» SOURCE TEXT:
■ ■ ■ ■

Skip to content

Developer Guide

Architecture deep-dive and extension patterns for contributors and advanced users.


Architecture overview

Entry points:
    CLI (ubunye run)  ──┐
    Python API        ──┤
                    ConfigLoader          ← YAML + Jinja2 → Pydantic v2
                    Engine.run(cfg)
                        ├── Backend.start()     ← SparkBackend or DatabricksBackend
                        ├── Registry.get_reader(format) → Reader.read()  [per input]
                        ├── Registry.get_transform(type) → Transform.apply()
                        ├── Registry.get_writer(format) → Writer.write() [per output]
                        └── Backend.stop()
                        LineageRecorder (if --lineage)

Config loading pipeline

  1. Read raw YAMLConfigLoader.load(path, variables).
  2. Jinja2 renderConfigResolver.resolve(raw_yaml, variables) renders all string values. Variables come from: --var flags, os.environ (as env.*), and any extra context.
  3. Pydantic validation — rendered YAML is parsed into UbunyeConfig. Strict validation; unknown top-level keys raise an error.

■ ■ ■ ■

» EXTRACTED MATERIAL:
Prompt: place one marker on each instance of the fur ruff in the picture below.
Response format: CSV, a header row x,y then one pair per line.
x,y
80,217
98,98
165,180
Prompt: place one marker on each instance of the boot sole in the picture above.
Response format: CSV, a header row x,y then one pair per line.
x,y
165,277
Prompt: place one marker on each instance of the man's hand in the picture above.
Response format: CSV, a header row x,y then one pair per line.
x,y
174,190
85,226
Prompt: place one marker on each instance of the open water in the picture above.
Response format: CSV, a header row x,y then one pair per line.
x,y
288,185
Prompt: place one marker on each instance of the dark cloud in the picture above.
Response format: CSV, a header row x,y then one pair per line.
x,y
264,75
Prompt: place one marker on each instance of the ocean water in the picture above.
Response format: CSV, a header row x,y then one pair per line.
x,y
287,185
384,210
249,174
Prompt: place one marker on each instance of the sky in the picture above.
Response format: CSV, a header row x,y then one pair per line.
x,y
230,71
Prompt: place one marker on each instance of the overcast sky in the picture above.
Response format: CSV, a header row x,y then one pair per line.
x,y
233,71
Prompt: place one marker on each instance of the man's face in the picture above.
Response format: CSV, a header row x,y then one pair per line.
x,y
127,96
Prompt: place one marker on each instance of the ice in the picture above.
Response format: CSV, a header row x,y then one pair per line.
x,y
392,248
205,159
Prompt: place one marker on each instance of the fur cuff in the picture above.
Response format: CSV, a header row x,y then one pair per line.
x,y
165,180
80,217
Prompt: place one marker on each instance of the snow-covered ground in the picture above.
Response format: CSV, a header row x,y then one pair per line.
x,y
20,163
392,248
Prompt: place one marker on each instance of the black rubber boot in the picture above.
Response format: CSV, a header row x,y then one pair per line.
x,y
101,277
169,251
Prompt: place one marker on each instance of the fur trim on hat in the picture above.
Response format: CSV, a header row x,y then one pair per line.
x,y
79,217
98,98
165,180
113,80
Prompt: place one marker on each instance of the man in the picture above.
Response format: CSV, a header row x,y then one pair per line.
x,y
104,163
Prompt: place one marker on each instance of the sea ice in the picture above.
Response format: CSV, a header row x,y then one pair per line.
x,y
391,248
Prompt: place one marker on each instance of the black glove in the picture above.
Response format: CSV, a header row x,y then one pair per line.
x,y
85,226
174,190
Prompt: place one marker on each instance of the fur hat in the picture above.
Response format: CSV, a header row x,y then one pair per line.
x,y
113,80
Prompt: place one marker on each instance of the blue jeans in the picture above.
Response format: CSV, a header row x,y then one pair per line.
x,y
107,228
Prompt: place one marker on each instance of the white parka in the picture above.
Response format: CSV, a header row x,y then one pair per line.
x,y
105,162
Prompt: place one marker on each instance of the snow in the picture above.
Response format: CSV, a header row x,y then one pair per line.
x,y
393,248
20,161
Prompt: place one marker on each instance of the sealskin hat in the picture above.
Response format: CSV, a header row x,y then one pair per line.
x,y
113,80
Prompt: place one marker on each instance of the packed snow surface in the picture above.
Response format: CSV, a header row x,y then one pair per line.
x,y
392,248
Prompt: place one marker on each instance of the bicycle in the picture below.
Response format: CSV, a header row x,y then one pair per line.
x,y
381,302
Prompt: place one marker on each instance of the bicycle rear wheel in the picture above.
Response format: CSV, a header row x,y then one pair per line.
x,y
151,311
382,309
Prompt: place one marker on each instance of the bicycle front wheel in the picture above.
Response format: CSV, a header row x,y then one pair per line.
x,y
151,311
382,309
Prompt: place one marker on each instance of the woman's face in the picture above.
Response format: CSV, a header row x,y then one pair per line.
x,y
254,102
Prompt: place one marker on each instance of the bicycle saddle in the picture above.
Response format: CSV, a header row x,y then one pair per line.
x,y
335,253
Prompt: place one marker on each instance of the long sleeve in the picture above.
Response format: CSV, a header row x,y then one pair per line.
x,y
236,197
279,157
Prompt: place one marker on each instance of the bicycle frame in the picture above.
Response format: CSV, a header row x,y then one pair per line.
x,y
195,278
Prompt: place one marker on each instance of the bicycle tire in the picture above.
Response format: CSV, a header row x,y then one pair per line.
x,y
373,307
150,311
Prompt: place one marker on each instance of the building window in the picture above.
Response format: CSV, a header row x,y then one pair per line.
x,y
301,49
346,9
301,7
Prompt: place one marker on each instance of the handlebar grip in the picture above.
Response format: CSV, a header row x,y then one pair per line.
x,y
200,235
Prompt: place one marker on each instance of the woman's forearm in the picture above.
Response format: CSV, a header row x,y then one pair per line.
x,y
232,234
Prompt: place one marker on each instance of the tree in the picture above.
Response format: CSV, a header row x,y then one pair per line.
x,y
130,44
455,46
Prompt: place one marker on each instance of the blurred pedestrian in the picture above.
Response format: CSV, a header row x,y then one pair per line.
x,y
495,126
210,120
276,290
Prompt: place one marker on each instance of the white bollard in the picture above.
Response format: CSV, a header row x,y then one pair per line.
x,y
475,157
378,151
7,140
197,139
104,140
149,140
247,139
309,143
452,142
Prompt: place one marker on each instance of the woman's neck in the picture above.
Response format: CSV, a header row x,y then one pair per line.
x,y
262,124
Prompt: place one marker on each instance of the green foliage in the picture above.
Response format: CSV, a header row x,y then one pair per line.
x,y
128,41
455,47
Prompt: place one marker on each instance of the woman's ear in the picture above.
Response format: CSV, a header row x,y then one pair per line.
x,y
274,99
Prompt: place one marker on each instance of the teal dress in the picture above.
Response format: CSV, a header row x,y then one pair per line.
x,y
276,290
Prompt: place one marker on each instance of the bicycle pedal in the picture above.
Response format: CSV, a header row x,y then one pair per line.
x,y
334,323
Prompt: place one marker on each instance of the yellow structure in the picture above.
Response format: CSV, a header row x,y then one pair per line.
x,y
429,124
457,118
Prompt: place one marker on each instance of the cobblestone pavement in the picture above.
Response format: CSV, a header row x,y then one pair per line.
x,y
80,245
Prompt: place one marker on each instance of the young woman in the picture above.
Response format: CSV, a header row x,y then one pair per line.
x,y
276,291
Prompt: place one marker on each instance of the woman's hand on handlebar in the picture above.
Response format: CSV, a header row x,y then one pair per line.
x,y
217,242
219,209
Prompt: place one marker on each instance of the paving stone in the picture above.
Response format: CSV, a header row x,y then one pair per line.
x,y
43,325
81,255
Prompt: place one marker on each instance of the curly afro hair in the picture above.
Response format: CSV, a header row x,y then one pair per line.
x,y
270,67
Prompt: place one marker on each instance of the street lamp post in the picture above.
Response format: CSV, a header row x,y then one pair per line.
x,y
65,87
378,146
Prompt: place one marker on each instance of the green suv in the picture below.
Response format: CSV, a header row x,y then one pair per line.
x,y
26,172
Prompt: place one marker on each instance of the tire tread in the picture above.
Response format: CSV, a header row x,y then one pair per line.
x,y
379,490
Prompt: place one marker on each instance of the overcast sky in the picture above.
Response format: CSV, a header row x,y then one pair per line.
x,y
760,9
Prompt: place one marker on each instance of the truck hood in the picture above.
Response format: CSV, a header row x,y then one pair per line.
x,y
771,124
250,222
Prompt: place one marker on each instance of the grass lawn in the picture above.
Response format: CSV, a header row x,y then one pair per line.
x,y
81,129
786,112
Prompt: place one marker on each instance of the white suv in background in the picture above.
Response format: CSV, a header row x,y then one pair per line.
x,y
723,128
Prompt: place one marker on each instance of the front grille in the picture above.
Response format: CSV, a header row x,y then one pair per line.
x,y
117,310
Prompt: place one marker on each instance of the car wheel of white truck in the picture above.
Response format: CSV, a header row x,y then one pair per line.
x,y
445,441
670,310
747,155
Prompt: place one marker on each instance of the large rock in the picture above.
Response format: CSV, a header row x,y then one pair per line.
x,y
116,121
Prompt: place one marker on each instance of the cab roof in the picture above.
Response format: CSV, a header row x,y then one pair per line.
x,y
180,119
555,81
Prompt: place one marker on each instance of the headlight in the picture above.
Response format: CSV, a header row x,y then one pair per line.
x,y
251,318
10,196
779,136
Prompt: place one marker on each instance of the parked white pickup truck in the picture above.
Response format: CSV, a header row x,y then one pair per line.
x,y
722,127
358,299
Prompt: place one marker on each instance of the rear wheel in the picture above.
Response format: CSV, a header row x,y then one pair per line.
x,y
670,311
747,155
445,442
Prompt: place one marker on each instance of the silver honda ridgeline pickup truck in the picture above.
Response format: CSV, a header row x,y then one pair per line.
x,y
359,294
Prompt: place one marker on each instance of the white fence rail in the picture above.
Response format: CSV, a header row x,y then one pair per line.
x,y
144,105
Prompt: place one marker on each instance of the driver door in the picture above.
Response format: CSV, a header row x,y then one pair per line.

■ ■ ■ ■

» DIRECTIVE A:
From the developer guide, reproduce verbatim the part that opens with the words containing "Config loading pipeline" and closes with "any extra context.".
» DIRECTIVE B:
Restate the paragraph of the developer guide beginning "Pydantic validation" as a short bulleted list, keeping its main facts.
» DIRECTIVE C:
According to the developer guide, from which sources do the variables used in Jinja2 rendering come? List every source named.

» EXPECTED OUTPUT A:
Config loading pipeline

  1. Read raw YAMLConfigLoader.load(path, variables).
  2. Jinja2 renderConfigResolver.resolve(raw_yaml, variables) renders all string values. Variables come from: --var flags, os.environ (as env.*), and any extra context.

» EXPECTED OUTPUT B:
- Rendered YAML is parsed into UbunyeConfig using Pydantic.
- Validation is strict.
- Unknown top-level keys raise an error.

» EXPECTED OUTPUT C:
- --var flags
- os.environ (as env.*)
- any extra context